GOAL ->
Below is some material; set it all down exactly, apart from the pictures.

-- Start DATA FOR THIS EXERCISE --

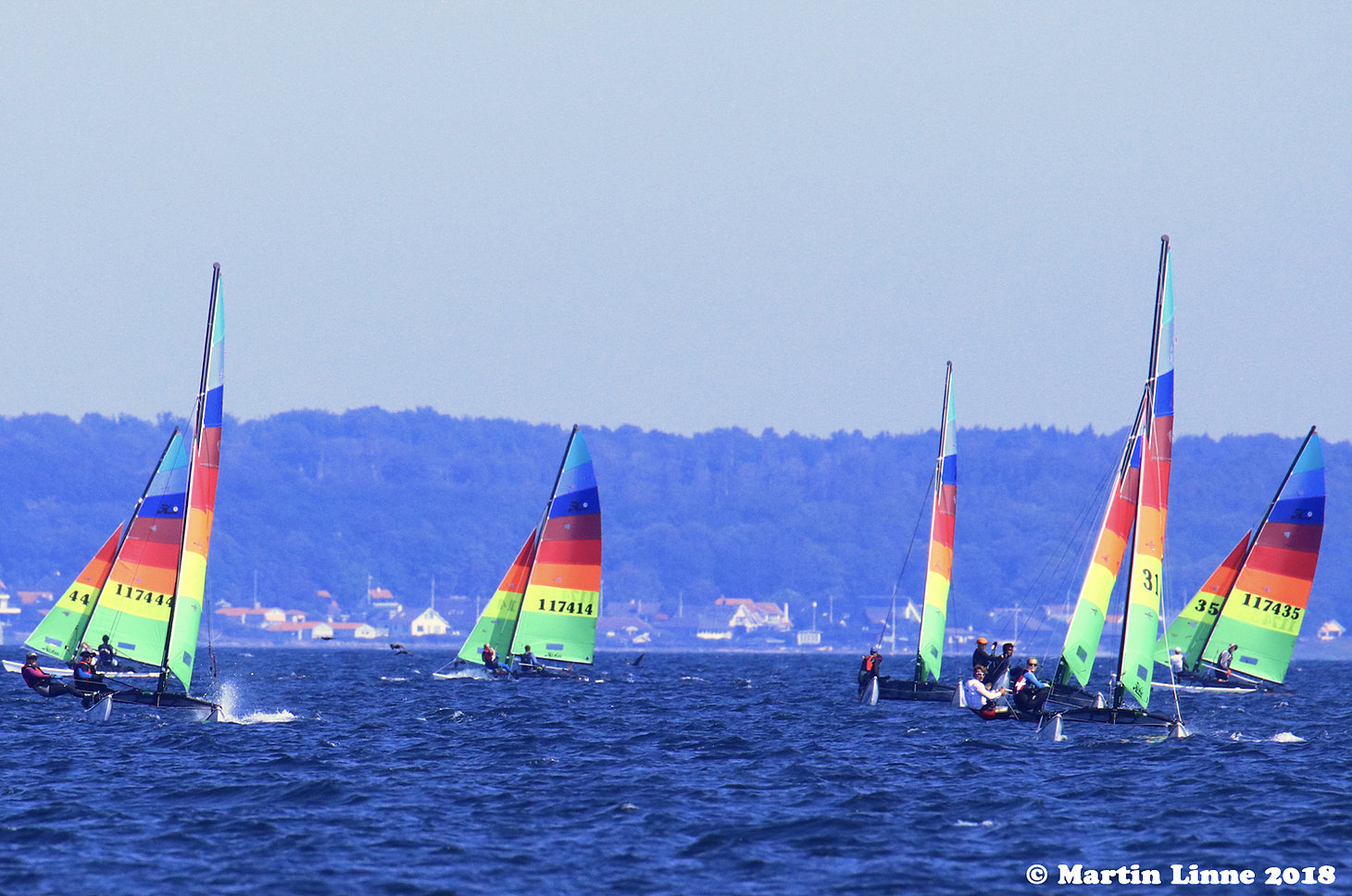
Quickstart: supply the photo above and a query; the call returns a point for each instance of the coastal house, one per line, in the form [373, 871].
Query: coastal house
[428, 623]
[382, 602]
[631, 628]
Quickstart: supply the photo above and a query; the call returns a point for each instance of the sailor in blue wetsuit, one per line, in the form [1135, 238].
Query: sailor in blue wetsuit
[1031, 693]
[85, 670]
[41, 681]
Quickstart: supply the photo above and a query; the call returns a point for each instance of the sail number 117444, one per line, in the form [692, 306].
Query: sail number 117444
[572, 607]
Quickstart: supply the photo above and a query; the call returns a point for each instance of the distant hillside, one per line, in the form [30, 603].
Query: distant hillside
[312, 500]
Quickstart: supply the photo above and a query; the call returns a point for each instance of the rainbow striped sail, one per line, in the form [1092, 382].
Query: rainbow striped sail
[498, 620]
[1145, 588]
[149, 600]
[1193, 626]
[1266, 607]
[938, 579]
[62, 628]
[1086, 628]
[563, 595]
[202, 498]
[134, 604]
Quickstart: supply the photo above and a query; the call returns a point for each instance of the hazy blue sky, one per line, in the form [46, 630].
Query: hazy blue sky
[681, 217]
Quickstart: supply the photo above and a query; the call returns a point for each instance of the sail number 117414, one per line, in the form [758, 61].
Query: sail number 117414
[573, 607]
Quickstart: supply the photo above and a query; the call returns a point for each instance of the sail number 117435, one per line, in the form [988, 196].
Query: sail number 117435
[573, 607]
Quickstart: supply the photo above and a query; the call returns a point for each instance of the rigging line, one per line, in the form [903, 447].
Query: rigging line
[887, 620]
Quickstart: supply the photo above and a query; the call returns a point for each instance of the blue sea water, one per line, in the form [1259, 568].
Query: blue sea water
[357, 772]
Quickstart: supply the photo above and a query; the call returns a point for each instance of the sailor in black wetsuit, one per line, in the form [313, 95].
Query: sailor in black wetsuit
[41, 681]
[979, 655]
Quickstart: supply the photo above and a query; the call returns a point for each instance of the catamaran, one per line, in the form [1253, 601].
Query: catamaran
[1255, 602]
[1136, 514]
[144, 590]
[546, 605]
[929, 653]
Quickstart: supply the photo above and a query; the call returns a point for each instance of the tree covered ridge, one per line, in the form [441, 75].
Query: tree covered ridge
[315, 500]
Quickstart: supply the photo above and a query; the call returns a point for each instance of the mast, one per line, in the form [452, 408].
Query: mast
[193, 465]
[937, 581]
[540, 530]
[126, 530]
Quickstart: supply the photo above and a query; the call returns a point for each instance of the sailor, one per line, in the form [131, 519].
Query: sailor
[869, 667]
[41, 681]
[1222, 663]
[85, 667]
[979, 655]
[981, 699]
[999, 666]
[490, 657]
[1029, 692]
[107, 654]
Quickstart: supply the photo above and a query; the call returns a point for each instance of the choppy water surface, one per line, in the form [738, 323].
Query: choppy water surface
[356, 772]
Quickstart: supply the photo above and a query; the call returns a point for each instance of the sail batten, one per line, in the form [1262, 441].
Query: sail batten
[561, 603]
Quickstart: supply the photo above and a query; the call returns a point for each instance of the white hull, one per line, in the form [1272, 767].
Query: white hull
[61, 672]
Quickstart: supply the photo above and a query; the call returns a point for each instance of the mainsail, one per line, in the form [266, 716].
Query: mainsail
[146, 595]
[1086, 628]
[563, 595]
[134, 604]
[498, 620]
[550, 596]
[1193, 626]
[938, 579]
[1266, 607]
[1145, 587]
[61, 630]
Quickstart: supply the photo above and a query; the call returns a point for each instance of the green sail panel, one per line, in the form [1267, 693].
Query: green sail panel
[1141, 626]
[563, 596]
[498, 622]
[929, 655]
[59, 633]
[134, 604]
[1193, 626]
[1086, 628]
[1267, 605]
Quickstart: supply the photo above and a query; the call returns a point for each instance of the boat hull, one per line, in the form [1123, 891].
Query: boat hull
[891, 688]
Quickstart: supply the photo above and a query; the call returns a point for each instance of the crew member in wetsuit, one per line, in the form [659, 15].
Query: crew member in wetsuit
[107, 654]
[981, 699]
[1222, 663]
[979, 655]
[999, 666]
[41, 681]
[869, 667]
[85, 670]
[490, 658]
[1031, 693]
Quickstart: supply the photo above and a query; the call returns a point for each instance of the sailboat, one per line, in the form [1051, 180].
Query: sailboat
[144, 590]
[929, 653]
[1257, 602]
[549, 600]
[1137, 511]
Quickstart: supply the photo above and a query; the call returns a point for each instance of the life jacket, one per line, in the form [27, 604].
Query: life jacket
[34, 676]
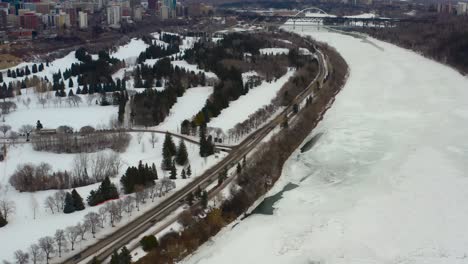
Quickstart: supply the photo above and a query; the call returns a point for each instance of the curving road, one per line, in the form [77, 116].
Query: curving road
[122, 236]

-- End DATA FOR THIS EXERCISE --

FINAL ANSWER ->
Quickstart: supply the photo above and a query; the call returns a point for each instance of the coastal house, one per line, in the form [373, 871].
Query: coastal house
[428, 623]
[382, 602]
[631, 628]
Quickstart: supply the photo above and a query; the call returns a point for each instance of the sailor in blue wetsuit, one per line, in the form [1135, 238].
Query: sailor in blue wetsuit
[1031, 693]
[85, 670]
[41, 681]
Quickstart: supply the photo above and a query; the call returns a point for each instance of the sail number 117444, one per line, in the form [692, 306].
Query: sail number 117444
[572, 607]
Quickstart: supply the photo above and a query; the call returns a point for each instance of the distant hillside, one per line, in the form [30, 603].
Query: distant hillside
[312, 500]
Quickstart: supply the photo above and a query; the call returns a point for each instance of the rainbow striped sail, one per line, in the form [1092, 382].
Query: rainbow striped sail
[498, 620]
[1145, 588]
[149, 600]
[1193, 626]
[1266, 607]
[938, 579]
[62, 628]
[1086, 628]
[563, 595]
[202, 498]
[134, 604]
Quickstart: supply the photo above and a query; the call returns a point for each instance of the hazy blue sky, one per line, in the form [46, 630].
Query: hazy blue sky
[681, 217]
Quickstart: supply the photo above and a query; the call returns a point for each instance of the sail number 117414, one per line, in the form [758, 61].
Query: sail number 117414
[573, 607]
Quickstart: supply the photo above and a query; the call returns a point for each instance of the sail number 117435, one per line, in the form [988, 196].
Query: sail number 117435
[573, 607]
Quickstart: supply the photo above and a query; the call returns a point for each instance of the rigging line, one per line, in the form [903, 447].
Query: rigging line
[887, 620]
Quickstart: supply the photo above and a query; the call returns a point for each instance of the blue sea water, one per line, in the form [1259, 568].
Query: blue sea water
[357, 772]
Quickstart: supply the photo above and a query; the call returns a point for each instance of the sailor in black wetsuit, one per line, in the form [313, 95].
Query: sailor in black wetsuit
[41, 681]
[979, 655]
Quickstart: supply the photo above and a query; the call returns a point for each instance of the catamaran, one per line, in the form [1253, 601].
Query: catamaran
[1255, 602]
[1136, 514]
[144, 590]
[546, 605]
[929, 653]
Quickstart: supply the photo above and a query; the call returns a point for each instance of the tree covered ridge, one per line, in the form [441, 75].
Query: tree covered ridge
[315, 500]
Quickstart: supply the photo above and a query; the call returns a point for each instance of the mast, one per line, in the form [452, 408].
Query: mast
[193, 465]
[937, 581]
[540, 530]
[126, 530]
Quickstart: supply the photo above and a query; the call returns a point for each instance of the sailor, one per line, in the form [131, 519].
Query: sailor
[869, 667]
[41, 681]
[1222, 663]
[85, 667]
[979, 655]
[981, 699]
[999, 666]
[490, 657]
[1029, 692]
[107, 654]
Quickstart: supply the photo above and a query; the call returns a point for each instance of the choppy water surface, one per line, in the form [738, 323].
Query: choppy water surface
[356, 772]
Quickstart: supply the photo above and a query; the call returns a point for each instance of the sail batten, one per line, in the form [1262, 441].
Query: sail batten
[561, 603]
Quickstart: supply the photo above and a query; the call returns a point for each instance of the white hull, one per line, in the form [1272, 767].
Query: white hull
[61, 672]
Quickstart: supply the photo above and a query; the call returns a point for each instance of the mainsail, one per line, in the form [266, 716].
Query: mainsail
[146, 595]
[1086, 628]
[563, 595]
[134, 604]
[498, 620]
[550, 596]
[1193, 626]
[938, 579]
[1266, 607]
[1145, 587]
[61, 630]
Quickstart: supply the photo above and a query; the call returns a point for each instance of the green sail panel, one per line, in the form [1267, 693].
Query: green sail panel
[1141, 626]
[563, 596]
[498, 622]
[929, 655]
[59, 633]
[134, 604]
[1193, 626]
[1086, 628]
[1267, 605]
Quickstart: supply the photo above and a query; the call returns a point for each instance of the boat hull, one per line, in the form [1123, 891].
Query: boat hull
[891, 688]
Quickstart: supply the photo above and a query; the call returns a point for each instance of the crew member in wetsuit, one per line, in the form [659, 15].
Query: crew member in wetsuit
[107, 654]
[981, 699]
[1222, 663]
[979, 655]
[999, 666]
[41, 681]
[869, 667]
[85, 670]
[490, 658]
[1031, 693]
Quickstart: supply the photo above and a query; the call returns a point for each instance of the sailboat, one per line, in the form [1051, 180].
Query: sailboat
[144, 590]
[929, 653]
[1257, 602]
[549, 600]
[1137, 511]
Quickstart: supply the photo above and a query; the call returns a point for each instance of the life jacket, one per line, in the form [27, 604].
Query: life jacket
[34, 676]
Quickstart: supply the photo above and a query; the call returns a point for each instance of the curving road, one per line, in the form [77, 116].
Query: curving road
[122, 236]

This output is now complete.